Dataset listing |

****************

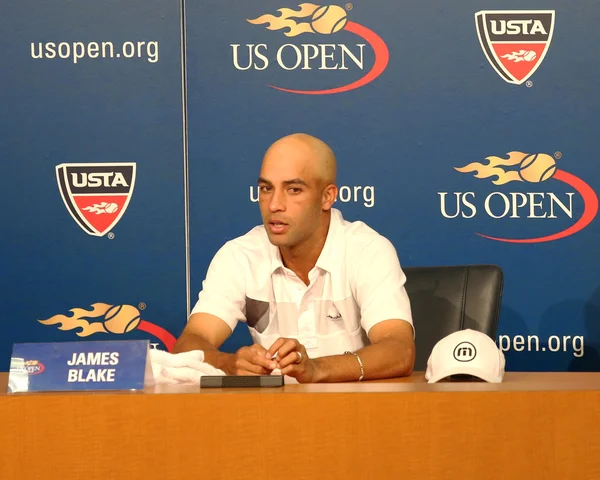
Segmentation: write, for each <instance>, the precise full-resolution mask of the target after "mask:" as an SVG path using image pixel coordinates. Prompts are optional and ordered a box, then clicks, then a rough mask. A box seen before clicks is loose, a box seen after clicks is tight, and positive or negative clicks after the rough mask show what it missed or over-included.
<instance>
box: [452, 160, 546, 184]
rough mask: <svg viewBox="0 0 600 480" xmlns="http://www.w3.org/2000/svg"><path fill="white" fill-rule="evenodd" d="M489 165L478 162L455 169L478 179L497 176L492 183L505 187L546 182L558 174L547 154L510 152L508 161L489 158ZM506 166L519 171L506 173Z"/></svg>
mask: <svg viewBox="0 0 600 480" xmlns="http://www.w3.org/2000/svg"><path fill="white" fill-rule="evenodd" d="M487 160H488V161H489V163H488V164H487V165H483V164H481V163H478V162H473V163H470V164H469V165H466V166H464V167H460V168H455V170H457V171H459V172H461V173H469V172H477V173H476V175H475V177H476V178H488V177H491V176H494V175H495V176H497V177H498V178H497V179H496V180H494V181H493V182H492V183H494V184H495V185H504V184H505V183H509V182H523V181H525V182H530V183H539V182H545V181H546V180H549V179H550V178H552V176H553V175H554V174H555V173H556V161H555V160H554V158H552V157H551V156H550V155H548V154H546V153H534V154H532V155H527V154H526V153H521V152H510V153H509V158H508V159H503V158H500V157H494V156H492V157H487ZM504 166H518V170H512V171H506V170H504V169H503V168H502V167H504Z"/></svg>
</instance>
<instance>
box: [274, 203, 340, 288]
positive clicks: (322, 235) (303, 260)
mask: <svg viewBox="0 0 600 480" xmlns="http://www.w3.org/2000/svg"><path fill="white" fill-rule="evenodd" d="M330 224H331V212H327V214H326V215H325V216H324V219H323V223H322V224H321V226H320V227H319V230H317V232H315V235H314V237H313V238H311V239H310V241H308V242H305V243H303V244H300V245H296V246H294V247H283V248H279V251H280V252H281V258H282V260H283V264H284V265H285V266H286V267H287V268H289V269H290V270H292V271H293V272H294V273H295V274H296V275H297V276H298V278H300V280H302V281H303V282H304V283H305V284H306V285H308V284H309V283H310V280H309V278H308V273H309V272H310V271H311V270H312V269H313V268H314V266H315V265H316V263H317V260H318V259H319V255H321V252H322V251H323V247H324V246H325V241H326V240H327V233H328V232H329V225H330Z"/></svg>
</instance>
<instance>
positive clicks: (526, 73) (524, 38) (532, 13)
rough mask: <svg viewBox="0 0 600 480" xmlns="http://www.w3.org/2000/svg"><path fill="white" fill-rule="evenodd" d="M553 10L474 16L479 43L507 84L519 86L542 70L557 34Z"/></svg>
mask: <svg viewBox="0 0 600 480" xmlns="http://www.w3.org/2000/svg"><path fill="white" fill-rule="evenodd" d="M554 17H555V11H554V10H530V11H527V10H482V11H480V12H477V13H476V14H475V24H476V26H477V35H478V37H479V43H480V44H481V48H482V49H483V51H484V53H485V55H486V57H487V59H488V62H490V65H492V67H494V70H496V72H497V73H498V75H500V76H501V77H502V78H503V79H504V80H505V81H506V82H508V83H513V84H517V85H520V84H521V83H523V82H525V81H527V79H528V78H530V77H531V76H532V75H533V73H534V72H535V71H536V70H537V69H538V68H539V66H540V65H541V64H542V61H543V60H544V57H545V56H546V53H547V52H548V48H549V47H550V42H551V41H552V34H553V33H554Z"/></svg>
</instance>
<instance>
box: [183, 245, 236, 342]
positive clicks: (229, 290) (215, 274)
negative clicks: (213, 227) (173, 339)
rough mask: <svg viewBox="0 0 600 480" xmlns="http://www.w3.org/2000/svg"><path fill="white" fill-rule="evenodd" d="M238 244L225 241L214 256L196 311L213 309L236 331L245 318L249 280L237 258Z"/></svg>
mask: <svg viewBox="0 0 600 480" xmlns="http://www.w3.org/2000/svg"><path fill="white" fill-rule="evenodd" d="M236 256H239V254H238V255H236V250H235V247H234V246H233V245H232V244H230V243H226V244H225V245H223V247H221V249H220V250H219V251H218V252H217V254H216V255H215V256H214V258H213V259H212V261H211V262H210V266H209V267H208V272H207V273H206V279H205V280H204V281H203V282H202V290H201V291H200V293H199V294H198V301H197V302H196V305H195V306H194V308H193V309H192V314H193V313H210V314H211V315H214V316H216V317H219V318H220V319H221V320H223V321H224V322H225V323H227V325H229V328H231V330H232V331H233V329H234V328H235V326H236V324H237V322H245V321H246V315H245V310H246V280H245V278H244V274H243V268H241V261H240V260H242V259H236Z"/></svg>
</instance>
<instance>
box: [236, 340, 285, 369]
mask: <svg viewBox="0 0 600 480" xmlns="http://www.w3.org/2000/svg"><path fill="white" fill-rule="evenodd" d="M259 347H260V348H255V346H254V345H253V346H252V347H249V348H244V349H240V350H238V356H239V357H240V358H243V359H244V360H246V361H247V362H250V363H252V364H254V365H260V366H261V367H263V368H266V369H268V370H273V369H274V368H275V367H276V366H277V364H276V363H275V362H274V361H273V360H269V359H267V358H266V357H265V352H266V351H267V350H266V349H265V348H264V347H262V346H260V345H259Z"/></svg>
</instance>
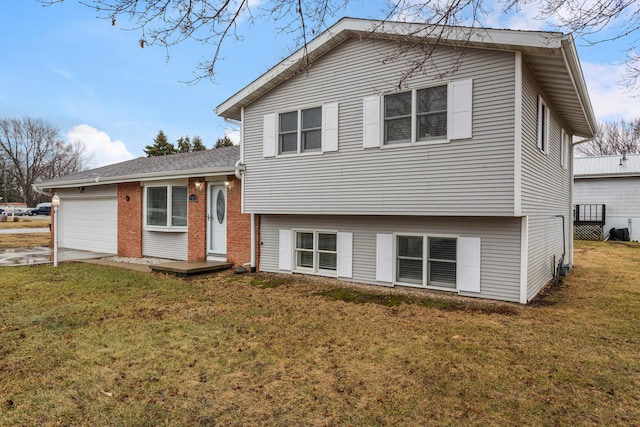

****************

Instructions to follow | Report every line of the listing above that contains the string "clicks", copying each such line in full.

Problem solution |
Segmentation: write, for each <instance>, the precise full-resolution mask of the target after "mask:" as an SVG path using image pixel coordinates. Prompts are optional and ordered a box, then clicks, then a rough mask. A box seen before clicks is loose, a box seen after clicks is tight, and positive or negative clicks after the rough mask show what it missed or over-included.
positive clicks: (322, 235) (303, 260)
positive clicks: (526, 73) (524, 38) (532, 13)
positive clicks: (229, 290) (215, 274)
negative clicks: (213, 227) (173, 339)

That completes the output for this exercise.